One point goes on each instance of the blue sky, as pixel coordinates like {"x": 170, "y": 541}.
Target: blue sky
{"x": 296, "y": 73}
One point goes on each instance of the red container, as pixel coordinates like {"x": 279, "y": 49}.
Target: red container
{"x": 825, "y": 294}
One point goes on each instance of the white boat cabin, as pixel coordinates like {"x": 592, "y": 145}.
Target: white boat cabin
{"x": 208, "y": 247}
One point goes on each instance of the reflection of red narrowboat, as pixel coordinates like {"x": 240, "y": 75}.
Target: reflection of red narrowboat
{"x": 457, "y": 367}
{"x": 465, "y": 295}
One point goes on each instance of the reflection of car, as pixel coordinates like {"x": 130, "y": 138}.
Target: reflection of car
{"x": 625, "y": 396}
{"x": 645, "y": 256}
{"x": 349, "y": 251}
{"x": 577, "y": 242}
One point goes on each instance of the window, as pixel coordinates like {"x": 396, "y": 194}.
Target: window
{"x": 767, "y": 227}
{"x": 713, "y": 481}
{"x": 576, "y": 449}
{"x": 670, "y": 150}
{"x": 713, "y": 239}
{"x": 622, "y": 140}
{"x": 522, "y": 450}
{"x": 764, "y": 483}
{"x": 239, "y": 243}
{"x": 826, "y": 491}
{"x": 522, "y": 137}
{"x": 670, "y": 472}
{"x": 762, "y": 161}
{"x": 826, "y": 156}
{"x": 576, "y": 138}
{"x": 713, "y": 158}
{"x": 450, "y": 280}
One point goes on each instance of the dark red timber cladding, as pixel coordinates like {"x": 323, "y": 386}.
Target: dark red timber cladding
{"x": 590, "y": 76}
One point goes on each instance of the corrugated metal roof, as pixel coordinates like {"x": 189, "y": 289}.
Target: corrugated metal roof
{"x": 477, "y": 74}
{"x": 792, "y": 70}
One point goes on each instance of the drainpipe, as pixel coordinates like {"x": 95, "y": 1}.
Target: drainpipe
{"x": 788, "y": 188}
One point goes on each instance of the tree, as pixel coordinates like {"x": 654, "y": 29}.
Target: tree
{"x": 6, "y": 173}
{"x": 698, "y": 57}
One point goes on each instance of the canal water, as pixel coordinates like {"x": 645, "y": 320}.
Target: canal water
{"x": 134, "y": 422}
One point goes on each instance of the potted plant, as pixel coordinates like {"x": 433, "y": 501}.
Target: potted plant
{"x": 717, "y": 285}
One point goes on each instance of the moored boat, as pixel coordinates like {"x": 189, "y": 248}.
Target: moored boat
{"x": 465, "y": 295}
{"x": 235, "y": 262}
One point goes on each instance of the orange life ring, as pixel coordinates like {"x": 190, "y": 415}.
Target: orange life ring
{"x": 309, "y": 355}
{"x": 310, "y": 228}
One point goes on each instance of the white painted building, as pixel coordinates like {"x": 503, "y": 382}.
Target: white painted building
• • •
GIVEN INSTRUCTION: Rewrite the entries from the line that contains "One point goes on each instance of the moored" through the end of the entries, replacing "life ring" with "lifebuoy" and leaving everything else unchanged.

EXERCISE ANSWER:
One point goes on each instance of the moored boat, as pixel coordinates like {"x": 189, "y": 248}.
Target: moored boat
{"x": 465, "y": 295}
{"x": 235, "y": 262}
One point goes on each instance of the orange lifebuoy, as pixel coordinates like {"x": 190, "y": 415}.
Target: orange lifebuoy
{"x": 309, "y": 355}
{"x": 310, "y": 228}
One point goes on each instance of the white painted building, as pixel coordinates like {"x": 503, "y": 382}.
Target: white painted building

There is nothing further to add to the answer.